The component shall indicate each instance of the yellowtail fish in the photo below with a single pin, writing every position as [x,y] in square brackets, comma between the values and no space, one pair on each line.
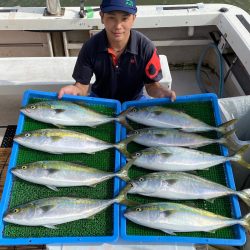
[182,186]
[58,141]
[173,217]
[65,113]
[183,159]
[49,212]
[152,137]
[55,174]
[161,117]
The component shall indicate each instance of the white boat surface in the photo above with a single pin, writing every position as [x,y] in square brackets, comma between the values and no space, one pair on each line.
[38,51]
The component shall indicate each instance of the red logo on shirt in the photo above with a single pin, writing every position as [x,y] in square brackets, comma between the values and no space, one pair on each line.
[132,60]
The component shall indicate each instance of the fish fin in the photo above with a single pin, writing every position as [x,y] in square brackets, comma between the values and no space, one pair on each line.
[55,153]
[123,173]
[170,181]
[56,138]
[166,154]
[122,118]
[52,187]
[168,212]
[58,111]
[240,154]
[191,203]
[52,170]
[50,226]
[245,195]
[157,112]
[223,127]
[245,222]
[122,197]
[167,231]
[59,126]
[194,172]
[211,200]
[46,208]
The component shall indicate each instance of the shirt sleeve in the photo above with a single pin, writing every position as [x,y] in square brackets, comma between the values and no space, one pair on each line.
[83,70]
[153,72]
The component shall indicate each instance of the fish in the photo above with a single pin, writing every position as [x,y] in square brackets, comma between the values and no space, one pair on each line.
[55,174]
[65,113]
[174,217]
[183,159]
[52,211]
[161,117]
[59,141]
[151,137]
[182,186]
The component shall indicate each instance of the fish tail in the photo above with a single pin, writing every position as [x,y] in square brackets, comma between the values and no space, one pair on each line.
[122,197]
[122,118]
[239,157]
[245,196]
[245,221]
[223,128]
[122,146]
[123,173]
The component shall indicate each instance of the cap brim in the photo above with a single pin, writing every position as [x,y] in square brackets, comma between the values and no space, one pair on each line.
[117,8]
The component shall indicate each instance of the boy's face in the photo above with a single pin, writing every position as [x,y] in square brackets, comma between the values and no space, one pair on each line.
[117,25]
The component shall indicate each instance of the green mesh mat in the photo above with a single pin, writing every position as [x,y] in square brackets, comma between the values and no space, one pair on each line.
[22,191]
[222,206]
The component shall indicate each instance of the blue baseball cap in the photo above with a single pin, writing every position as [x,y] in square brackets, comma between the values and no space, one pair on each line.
[128,6]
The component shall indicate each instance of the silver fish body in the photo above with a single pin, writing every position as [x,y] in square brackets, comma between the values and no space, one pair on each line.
[177,159]
[52,211]
[65,113]
[161,117]
[60,141]
[153,137]
[173,217]
[61,174]
[49,212]
[181,186]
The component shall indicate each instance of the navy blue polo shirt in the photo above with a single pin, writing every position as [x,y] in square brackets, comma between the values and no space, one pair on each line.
[123,79]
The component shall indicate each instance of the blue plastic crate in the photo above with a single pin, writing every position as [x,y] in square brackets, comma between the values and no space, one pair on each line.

◆ **EXERCISE PROMPT**: Retype all of the items above word for word, including every coordinate pair, and leave the picture out of your answer.

◆ **RESULT OF THIS EXERCISE**:
The component shall indicate each instance of the yellowtail fish in the photo below with a single pin, writing every position as [x,y] in square brackets, comma between the values and no space, one pair on each line.
[182,186]
[58,141]
[173,217]
[65,113]
[183,159]
[49,212]
[152,137]
[55,174]
[161,117]
The component shall indicate each instance of the white boat surface in the photo above with a single pin, writing every position as [x,y] in square brackets, comma between the values and no space, one pair on each line.
[38,51]
The component shall indicate each instance of the red logo on shirt in the photo above with a single pin, writing every position as [x,y] in square brackets, comma between the values and no space, one pair on each line.
[132,60]
The component shall indicate each instance of the fish fin in the photo above with a single pin, writing every position as [x,y] in square brackets, comma between the values and no space, one pair on each line.
[55,153]
[123,173]
[170,181]
[56,138]
[166,154]
[122,118]
[52,187]
[168,212]
[58,111]
[240,154]
[191,203]
[52,170]
[50,226]
[245,195]
[157,112]
[223,127]
[245,222]
[122,197]
[167,231]
[59,126]
[194,172]
[211,200]
[46,208]
The component shall indicate each instance of the shirt sleeve in the photo above with a single pin, writing every position as [x,y] in square brackets, comma between the values and no space, one pair on each line.
[83,70]
[153,72]
The component shall indicate each instance of the fish in the photo above with a single pin, writing every position as [x,y] in square brackets, comma between the values and no space, one pair on each line.
[55,174]
[65,113]
[174,217]
[183,159]
[52,211]
[161,117]
[59,141]
[151,137]
[182,186]
The component shall indicate each instance of the fish tail in the photo above with a single pin, writing every position as [x,y] in square brackets, comma between the values and no space, one pair on each line.
[122,197]
[122,118]
[239,157]
[245,196]
[245,221]
[223,128]
[122,146]
[123,173]
The component shall indicate each instance of the cap brim in the photo above with a single pin, writing every position as [x,y] in square brackets, comma between the values and no space, one pair on each line.
[117,8]
The component shall indicate each instance of the boy's face in the photo above with a single pin, writing every position as [x,y] in square brackets, comma between the values and no space, one pair on each line.
[117,25]
The component shall indicate each instance of the green mesh mat in the photo above with a single pin, writing every position as [x,y] in square brackets, comma between the values and no space, one pair on each line.
[22,191]
[222,206]
The component shall indicate each instance of the blue baseball cap in the photo above with a single pin, writing every position as [x,y] in square brackets, comma between the values and no space, one pair on each line.
[128,6]
The component shall indicate each instance of the silver fish body in the photo above with a single pin, writing every position as [x,y] in square brackets, comma between the values and no space, one pair on each line.
[177,159]
[52,211]
[65,113]
[161,117]
[60,141]
[153,137]
[173,217]
[61,174]
[49,212]
[181,186]
The component shall indicate each instance of the navy blue polo shirt in the photo above with a single pin, writing every position as [x,y] in square brackets, comma between the values and no space, one pair on each line.
[123,79]
The component shall indicate each instance of the blue plastic crate in the photo above with a single pin, writing every position as [x,y] in square brackets, comma between the values and no space, one pair on each line.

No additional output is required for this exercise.